-- Task statement --
Rewrite all the records below with every "Trace" swapped for "Draw", keeping everything else the same. Omit the pictures from your answer.
----- Exercise data -----
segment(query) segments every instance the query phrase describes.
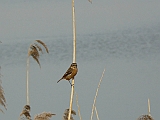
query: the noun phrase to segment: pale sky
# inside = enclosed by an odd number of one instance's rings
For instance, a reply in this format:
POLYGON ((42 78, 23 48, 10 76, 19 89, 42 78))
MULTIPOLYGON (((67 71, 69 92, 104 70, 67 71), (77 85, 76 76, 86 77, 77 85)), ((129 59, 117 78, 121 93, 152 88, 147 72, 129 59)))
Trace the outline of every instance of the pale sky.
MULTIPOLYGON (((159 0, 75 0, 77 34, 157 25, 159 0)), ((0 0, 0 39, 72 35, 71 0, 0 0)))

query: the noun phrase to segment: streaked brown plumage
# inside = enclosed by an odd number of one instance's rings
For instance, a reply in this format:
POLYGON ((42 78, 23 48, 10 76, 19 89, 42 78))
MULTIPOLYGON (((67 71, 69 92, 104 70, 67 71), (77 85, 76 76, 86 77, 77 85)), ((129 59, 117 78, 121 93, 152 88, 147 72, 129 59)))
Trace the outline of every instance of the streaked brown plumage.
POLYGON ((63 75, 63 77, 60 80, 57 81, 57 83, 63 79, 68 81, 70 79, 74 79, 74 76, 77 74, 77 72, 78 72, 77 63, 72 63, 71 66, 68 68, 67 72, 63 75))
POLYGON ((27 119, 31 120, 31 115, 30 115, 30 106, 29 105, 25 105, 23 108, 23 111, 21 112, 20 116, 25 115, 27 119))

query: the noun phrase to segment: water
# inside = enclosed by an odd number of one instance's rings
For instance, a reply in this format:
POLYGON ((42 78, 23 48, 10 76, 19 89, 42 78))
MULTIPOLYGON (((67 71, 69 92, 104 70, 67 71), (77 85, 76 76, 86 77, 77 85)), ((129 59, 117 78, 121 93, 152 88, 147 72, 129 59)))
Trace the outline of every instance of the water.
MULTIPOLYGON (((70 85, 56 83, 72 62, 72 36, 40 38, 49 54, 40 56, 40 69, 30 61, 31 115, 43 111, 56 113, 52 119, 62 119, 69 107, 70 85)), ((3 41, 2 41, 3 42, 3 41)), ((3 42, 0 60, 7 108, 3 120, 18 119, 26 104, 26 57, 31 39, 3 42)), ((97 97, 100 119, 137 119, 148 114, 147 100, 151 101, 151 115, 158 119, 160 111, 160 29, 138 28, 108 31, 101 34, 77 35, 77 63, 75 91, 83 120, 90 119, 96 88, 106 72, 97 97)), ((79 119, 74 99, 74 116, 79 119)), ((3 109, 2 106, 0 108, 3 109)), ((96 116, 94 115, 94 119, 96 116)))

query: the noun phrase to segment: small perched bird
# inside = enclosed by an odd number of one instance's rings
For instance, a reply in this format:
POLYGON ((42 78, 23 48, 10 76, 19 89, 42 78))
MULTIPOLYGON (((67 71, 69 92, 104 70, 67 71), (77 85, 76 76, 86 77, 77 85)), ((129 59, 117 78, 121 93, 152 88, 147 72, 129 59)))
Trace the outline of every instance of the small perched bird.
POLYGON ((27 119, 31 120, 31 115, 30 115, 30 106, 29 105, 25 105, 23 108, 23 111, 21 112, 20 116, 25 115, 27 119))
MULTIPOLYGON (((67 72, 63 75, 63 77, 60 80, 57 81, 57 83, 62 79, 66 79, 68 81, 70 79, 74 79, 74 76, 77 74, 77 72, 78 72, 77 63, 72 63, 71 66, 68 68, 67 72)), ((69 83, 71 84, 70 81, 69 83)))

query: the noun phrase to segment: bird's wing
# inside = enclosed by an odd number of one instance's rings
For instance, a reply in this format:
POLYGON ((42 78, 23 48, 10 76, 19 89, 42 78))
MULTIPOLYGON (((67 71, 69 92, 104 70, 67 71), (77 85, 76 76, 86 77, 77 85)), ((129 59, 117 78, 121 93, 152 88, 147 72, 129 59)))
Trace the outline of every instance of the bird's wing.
-----
-- The response --
segment(query) segments every instance the query phrase describes.
query: the noun phrase to segment: pale sky
# inside = enclosed by an odd number of one instance's rings
For instance, a reply in this format:
POLYGON ((42 78, 23 48, 10 76, 19 89, 42 78))
MULTIPOLYGON (((67 71, 69 92, 104 70, 67 71), (77 85, 76 76, 86 77, 77 85)), ((129 59, 117 78, 121 93, 152 88, 147 72, 129 59)))
Draw the outline of every instance of the pale sky.
MULTIPOLYGON (((159 0, 75 0, 77 34, 157 25, 159 0)), ((0 0, 0 39, 72 35, 71 0, 0 0)))

query: the noun phrase to segment: streaked brown plumage
# inside = enclosed by an odd number of one instance's rings
For instance, a reply in this format:
POLYGON ((42 78, 23 48, 10 76, 19 89, 42 78))
MULTIPOLYGON (((67 71, 69 92, 104 70, 67 71), (77 85, 76 76, 86 77, 77 85)), ((129 59, 117 78, 121 93, 152 88, 147 72, 129 59)))
Draw the outline of every instance of the streaked brown plumage.
POLYGON ((63 75, 63 77, 60 80, 57 81, 57 83, 63 79, 68 81, 70 79, 74 79, 74 76, 77 74, 77 72, 78 72, 77 63, 72 63, 71 66, 68 68, 67 72, 63 75))
POLYGON ((27 119, 31 120, 31 115, 30 115, 30 106, 29 105, 25 105, 23 108, 23 111, 21 112, 20 116, 25 115, 27 119))

query: the noun phrase to segment: water
# inside = enclosed by an odd number of one instance's rings
For instance, a reply in this format:
POLYGON ((42 78, 23 48, 10 76, 19 89, 42 78))
MULTIPOLYGON (((67 71, 69 92, 104 70, 67 71), (77 85, 76 76, 86 77, 77 85)), ((129 59, 117 78, 121 93, 152 88, 147 72, 129 59)))
Draw the outline of every instance of the water.
MULTIPOLYGON (((70 85, 56 83, 72 62, 72 36, 40 38, 49 54, 40 56, 40 69, 30 61, 31 115, 43 111, 56 113, 52 119, 62 119, 69 107, 70 85)), ((3 41, 2 41, 3 42, 3 41)), ((3 42, 0 60, 7 108, 3 120, 18 119, 26 104, 26 57, 31 39, 3 42)), ((97 97, 100 119, 137 119, 148 114, 147 100, 151 101, 151 115, 158 119, 160 111, 160 29, 138 28, 108 31, 101 34, 77 35, 77 63, 75 91, 83 120, 90 119, 96 88, 106 72, 97 97)), ((79 119, 74 99, 74 116, 79 119)), ((3 109, 2 106, 0 108, 3 109)), ((96 116, 94 115, 94 119, 96 116)))

query: the noun phrase to segment: small perched bird
# inside = enclosed by an odd number of one instance's rings
For instance, a reply in this format:
POLYGON ((42 78, 23 48, 10 76, 19 89, 42 78))
MULTIPOLYGON (((67 71, 69 92, 104 70, 67 71), (77 85, 76 76, 86 77, 77 85)), ((129 59, 117 78, 121 93, 152 88, 147 72, 129 59)))
Draw the outline of every instance of the small perched bird.
POLYGON ((27 119, 31 120, 31 115, 30 115, 30 106, 29 105, 25 105, 23 108, 23 111, 21 112, 20 116, 25 115, 27 119))
MULTIPOLYGON (((67 72, 63 75, 63 77, 60 80, 57 81, 57 83, 62 79, 66 79, 68 81, 70 79, 74 79, 74 76, 77 74, 77 72, 78 72, 77 63, 72 63, 71 66, 68 68, 67 72)), ((69 83, 71 84, 70 81, 69 83)))

query: the noun phrase to segment: bird's wing
# inside = enclosed by an odd number of one instance's rings
For instance, a reply in this format:
POLYGON ((42 78, 23 48, 10 76, 19 89, 42 78))
MULTIPOLYGON (((67 71, 69 92, 104 70, 67 71), (77 85, 76 76, 86 77, 77 85)), ((129 59, 117 78, 121 93, 152 88, 147 72, 129 59)))
Draw the outline of every instance of the bird's wing.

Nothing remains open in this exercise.